# Stated problem
Can you copy every line of the items below word for word, leaving out the pictures?

= = = =

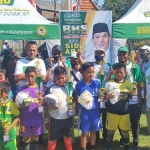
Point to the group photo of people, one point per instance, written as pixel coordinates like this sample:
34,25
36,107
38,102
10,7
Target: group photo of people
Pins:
102,96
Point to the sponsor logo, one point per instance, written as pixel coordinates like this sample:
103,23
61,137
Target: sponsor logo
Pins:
41,31
6,2
72,15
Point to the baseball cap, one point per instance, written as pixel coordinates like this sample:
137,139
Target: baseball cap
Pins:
73,55
102,50
145,47
123,49
100,27
57,48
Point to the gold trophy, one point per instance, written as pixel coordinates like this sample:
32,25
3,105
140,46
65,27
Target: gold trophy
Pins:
101,78
4,122
70,98
133,71
38,81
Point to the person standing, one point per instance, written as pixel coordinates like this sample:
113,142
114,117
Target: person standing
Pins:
134,110
30,60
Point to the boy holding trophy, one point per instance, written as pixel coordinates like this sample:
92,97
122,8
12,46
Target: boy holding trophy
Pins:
31,119
59,99
9,117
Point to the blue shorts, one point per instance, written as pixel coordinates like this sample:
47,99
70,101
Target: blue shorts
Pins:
89,120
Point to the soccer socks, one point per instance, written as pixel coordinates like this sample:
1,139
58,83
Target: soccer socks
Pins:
126,142
26,146
68,143
35,145
51,145
109,138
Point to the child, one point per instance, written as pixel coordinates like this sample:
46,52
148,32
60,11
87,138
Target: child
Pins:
10,113
117,112
31,121
89,119
60,120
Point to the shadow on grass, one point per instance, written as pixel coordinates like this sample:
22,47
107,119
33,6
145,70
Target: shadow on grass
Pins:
144,131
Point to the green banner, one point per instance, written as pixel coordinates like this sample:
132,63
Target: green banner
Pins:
131,31
7,2
73,29
29,32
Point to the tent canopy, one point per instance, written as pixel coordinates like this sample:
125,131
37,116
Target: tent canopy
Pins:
20,21
135,24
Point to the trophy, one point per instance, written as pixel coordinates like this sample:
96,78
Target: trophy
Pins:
133,71
101,78
4,122
38,81
70,98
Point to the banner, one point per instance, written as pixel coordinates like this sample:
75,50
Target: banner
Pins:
87,31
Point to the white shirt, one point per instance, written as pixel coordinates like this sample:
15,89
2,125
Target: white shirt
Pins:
97,69
49,83
22,64
79,77
61,93
147,73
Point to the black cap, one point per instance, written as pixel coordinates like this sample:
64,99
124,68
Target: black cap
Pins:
100,27
57,48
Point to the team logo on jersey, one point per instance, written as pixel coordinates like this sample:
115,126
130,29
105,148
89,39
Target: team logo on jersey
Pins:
9,109
148,79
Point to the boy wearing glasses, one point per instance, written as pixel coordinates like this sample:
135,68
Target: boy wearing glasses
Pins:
134,110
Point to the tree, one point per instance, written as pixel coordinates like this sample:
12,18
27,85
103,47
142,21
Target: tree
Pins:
118,7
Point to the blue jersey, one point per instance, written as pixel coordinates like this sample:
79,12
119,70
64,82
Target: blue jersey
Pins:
93,88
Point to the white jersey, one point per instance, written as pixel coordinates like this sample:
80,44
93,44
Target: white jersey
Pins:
147,74
61,93
22,64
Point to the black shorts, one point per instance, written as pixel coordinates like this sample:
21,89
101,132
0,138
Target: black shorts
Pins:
58,126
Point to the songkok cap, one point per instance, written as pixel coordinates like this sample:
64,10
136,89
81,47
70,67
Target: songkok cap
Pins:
100,49
100,27
123,49
73,55
145,47
57,48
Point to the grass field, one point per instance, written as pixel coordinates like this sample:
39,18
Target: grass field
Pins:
144,139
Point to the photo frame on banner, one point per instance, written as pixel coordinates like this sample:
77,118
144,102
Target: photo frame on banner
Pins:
87,31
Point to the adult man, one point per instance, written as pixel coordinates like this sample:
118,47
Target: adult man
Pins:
30,60
56,60
5,45
101,38
134,110
99,57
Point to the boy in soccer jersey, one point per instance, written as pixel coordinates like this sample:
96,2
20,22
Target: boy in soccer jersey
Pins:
89,117
31,121
118,111
9,112
60,122
134,110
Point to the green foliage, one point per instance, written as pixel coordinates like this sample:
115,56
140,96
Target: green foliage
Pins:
118,7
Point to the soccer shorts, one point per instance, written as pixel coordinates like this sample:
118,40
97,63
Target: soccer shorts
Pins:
89,120
32,130
113,121
58,126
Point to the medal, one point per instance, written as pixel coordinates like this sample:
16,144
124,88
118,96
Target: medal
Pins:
38,81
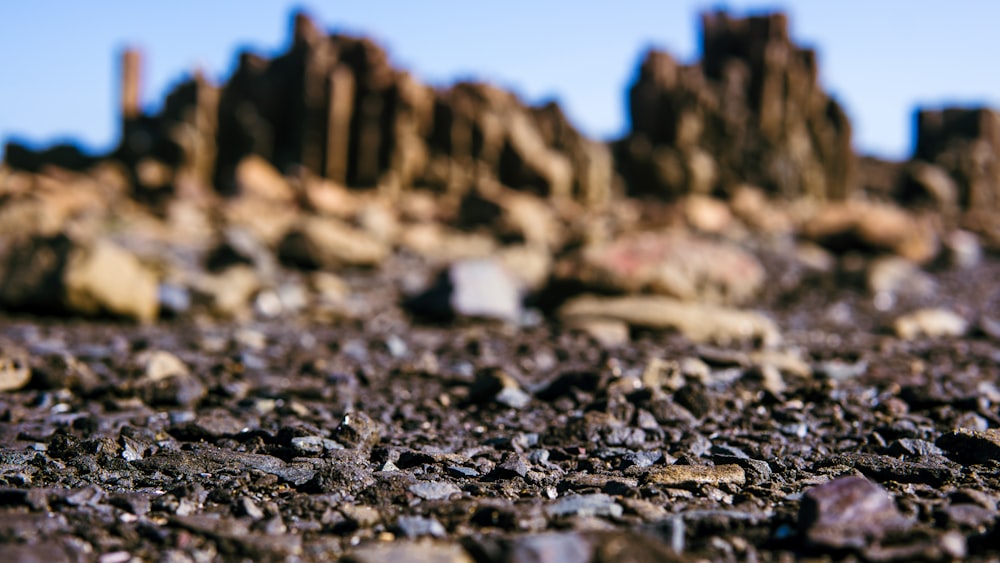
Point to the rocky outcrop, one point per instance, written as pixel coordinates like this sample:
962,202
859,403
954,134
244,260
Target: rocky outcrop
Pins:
965,143
334,106
751,111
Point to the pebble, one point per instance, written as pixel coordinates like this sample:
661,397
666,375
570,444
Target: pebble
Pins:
417,526
597,504
15,372
971,446
497,385
846,512
567,547
698,322
475,288
434,490
325,243
887,468
688,476
409,551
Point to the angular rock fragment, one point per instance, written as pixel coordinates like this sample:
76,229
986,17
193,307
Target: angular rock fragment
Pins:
752,110
686,476
683,266
698,322
471,289
930,323
409,551
15,372
848,512
58,274
597,504
434,490
499,386
163,379
971,446
328,244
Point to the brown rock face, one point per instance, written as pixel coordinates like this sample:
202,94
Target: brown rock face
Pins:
966,144
751,111
335,106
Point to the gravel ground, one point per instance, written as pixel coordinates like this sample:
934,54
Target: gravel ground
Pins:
384,437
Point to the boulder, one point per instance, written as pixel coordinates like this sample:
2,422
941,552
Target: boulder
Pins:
60,275
676,264
752,110
327,243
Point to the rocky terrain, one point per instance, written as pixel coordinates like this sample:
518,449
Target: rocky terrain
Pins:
324,311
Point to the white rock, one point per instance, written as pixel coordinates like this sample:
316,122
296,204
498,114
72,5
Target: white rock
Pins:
933,323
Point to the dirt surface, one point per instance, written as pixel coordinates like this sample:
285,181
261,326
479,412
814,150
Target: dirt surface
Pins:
380,436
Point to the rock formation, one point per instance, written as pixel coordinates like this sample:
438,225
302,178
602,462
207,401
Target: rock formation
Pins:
751,111
334,106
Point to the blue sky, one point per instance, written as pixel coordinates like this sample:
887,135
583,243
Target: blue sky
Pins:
879,58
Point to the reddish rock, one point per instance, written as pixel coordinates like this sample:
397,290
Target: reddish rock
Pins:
675,264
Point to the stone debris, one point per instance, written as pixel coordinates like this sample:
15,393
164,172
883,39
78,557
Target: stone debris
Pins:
57,274
327,245
971,446
848,512
471,289
15,370
683,266
750,111
686,476
930,323
698,322
409,551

= = = =

# Answer to this task
Point to the group photo of people, one point per instance, written as pixel coordinates like this sample:
34,25
36,107
38,102
10,7
Target: group photo of people
Pins:
102,96
Point to the sponsor logo, one point per instance, written as pixel coordinates like this sample:
103,23
61,137
Target: sponsor logo
Pins:
41,31
6,2
72,15
Point to the baseball cap, one point per instance, written as pixel coordinates like this sample:
137,139
Target: baseball cap
Pins:
73,55
102,50
145,47
123,49
100,27
57,48
Point to the gold trophy, one point per instance, written as pixel coordinates like this sample:
32,25
3,105
140,46
65,27
Target: gold trophy
Pins:
101,78
4,122
70,98
133,71
38,81
Point to the person standing, one point per instance, written as pixel coordinates like this sample:
113,142
114,117
Target: person standing
Pins:
134,110
30,60
Point to the boy holding trophy, one point per instance, written as pixel coordinates like this sample:
92,97
122,8
12,46
Target: boy holding trophy
Pins:
31,119
59,99
9,117
Point to the blue shorts, one point per instance, written as pixel coordinates like this sample:
47,99
70,101
Target: blue shorts
Pins:
89,120
Point to the soccer socks, one point per instance, written as pixel coordinates like this sample:
1,139
58,83
Target: soccer socks
Pins:
126,142
26,146
68,143
35,145
51,145
109,138
Point to the child, one point per instance, written as pixel coordinates like this sample:
46,52
148,32
60,11
87,138
Target: child
Pins:
10,113
117,112
31,121
89,119
60,120
Point to the shadow on grass, one point per instance, written as pixel coordinates like this sample:
22,47
107,119
33,6
145,70
Target: shadow on grass
Pins:
144,131
Point to the green banner, one point per instance, written as pixel coordinates like this sample:
132,63
Target: green banner
Pins:
131,31
7,2
73,29
29,32
Point to the tent canopy, one point per instance, written as pixel coordinates like this sample:
125,131
37,116
Target: tent canopy
Pins:
20,21
135,24
Point to the trophy, one point per instance, written as pixel coordinates like this sample:
96,78
Target: trophy
Pins:
133,71
101,78
4,122
38,81
70,98
Point to the banner, one point per instance, written as pixel coordinates like this sample:
75,50
Target: banner
Pins:
87,31
Point to the white shirt, one point per instance, written as pixel coordinates like this sample:
15,89
2,125
Target: white shirt
Pins:
97,69
49,83
22,64
79,77
61,93
147,73
Point to the black cap, one point per instance, written as pixel coordinates like this sample:
64,99
124,68
Target: black cap
Pins:
100,27
57,48
Point to the team logo on jersey, one point per instance, written as pixel coordinates like this sample:
115,126
130,29
105,148
89,39
Target: team logo on jersey
Pins:
9,109
148,79
Point to the boy wearing glasses, one point per instance, written as pixel coordinates like this sample:
135,68
Target: boy wearing glasses
Pins:
134,110
Point to the tree, one point per instance, written as pixel coordinates like this sample:
12,18
27,85
103,47
142,21
Target: tree
Pins:
118,7
Point to the blue jersey, one point per instance, written as pixel coordinates like this sample:
79,12
119,70
64,82
Target: blue jersey
Pins:
93,88
Point to the white jersey, one point per instance, written as pixel coordinates like this sample:
80,44
93,44
Target: white jersey
Pins:
147,74
61,93
22,64
Point to the black shorts, one point per instance, written as pixel coordinates like this sample:
21,89
101,132
0,138
Target: black shorts
Pins:
58,126
Point to the songkok cap, one point per instance, written as pixel coordinates like this sample:
64,10
136,89
81,47
70,67
Target: songkok cap
Pins:
100,49
100,27
123,49
73,55
145,47
57,48
Point to the grass field, one point per instance, written as pixel coordinates like this sample:
39,18
Target: grass field
Pins:
144,139
Point to the photo frame on banner, one point per instance, written as pixel coordinates like this sample:
77,118
144,102
Target: photo frame on banner
Pins:
87,31
Point to the adult man, one point per instance, written as pixel coordinates like this sample:
118,47
Target: adult man
Pins:
30,60
56,60
5,45
101,38
134,110
99,57
Point to the boy in soccer jersey, one point per instance, written as pixel coordinates like this sample:
96,2
20,22
Target: boy in soccer jersey
Pins:
89,117
31,121
118,111
9,112
60,122
134,110
Point to the green foliage, one point per instance, written as pixel coordinates like this sample:
115,56
140,96
Target: green foliage
Pins:
118,7
Point to the soccer shorts, one point per instance, written as pixel coordinates like this sample:
118,40
97,63
Target: soccer shorts
Pins:
89,120
32,130
113,121
58,126
Point to the medal, one point per instance, written as pixel coordinates like this sample:
16,144
124,88
118,96
Target: medal
Pins:
38,81
Point to the rocky outcrop, one point per instance, written as pixel coordinates like this sample:
962,202
859,403
954,134
244,260
Target: rocky outcrop
Pins:
965,143
334,106
751,111
Point to the pebble, one point per instance, written as pixel coordinates like this sample:
661,397
666,375
570,444
Target: pebble
Pins:
417,526
597,504
15,372
971,446
497,385
846,512
567,547
698,322
475,288
434,490
325,243
887,468
688,476
409,551
Point to the angular rock fragment, one point per instance, written as pixel coordinates like this sample:
76,229
986,17
193,307
Target: angular rock fragment
Pins:
752,110
686,476
683,266
698,322
471,289
930,323
409,551
15,372
848,512
58,274
597,504
434,490
499,386
163,379
971,446
328,244
Point to the brown rock face, one point per instance, written as pixel coordinates like this sample:
202,94
Target: brown rock face
Pins:
966,144
751,111
335,106
Point to the gravel ground, one point per instance, written as pixel coordinates like this sample:
934,54
Target: gravel ground
Pins:
384,437
Point to the boulder, one point per instance, written as pixel coordinates like this sample:
2,422
941,552
Target: boulder
Pins:
60,275
676,264
752,110
327,243
Point to the rocky terrain, one point per instance, written as pixel coordinates like this sample:
518,449
Target: rocky terrain
Pins:
324,311
Point to the white rock, one point per instance, written as pixel coordinates like this sample:
316,122
296,204
498,114
72,5
Target: white rock
Pins:
933,323
Point to the dirt surface, one point per instance, written as pixel coordinates like this sample:
285,181
261,326
479,412
814,150
Target: dirt surface
Pins:
380,436
Point to the rock formation, one point per instance, written as pixel coordinates like this sample:
438,225
302,178
602,462
207,401
Target: rock formation
Pins:
751,111
334,106
Point to the blue sky, one point per instance, written as pixel coordinates like this sample:
887,135
583,243
Target: blue sky
Pins:
879,58
Point to the reddish rock, one point per instance, written as pixel coordinates like this sample:
397,290
Target: reddish rock
Pins:
675,264
Point to the stone debris, one point per instance, written as pixel coordinates like this sample:
15,393
164,172
883,39
78,557
Target: stone debris
Pins:
57,274
327,245
971,446
848,512
471,289
15,370
683,266
750,111
686,476
930,323
698,322
409,551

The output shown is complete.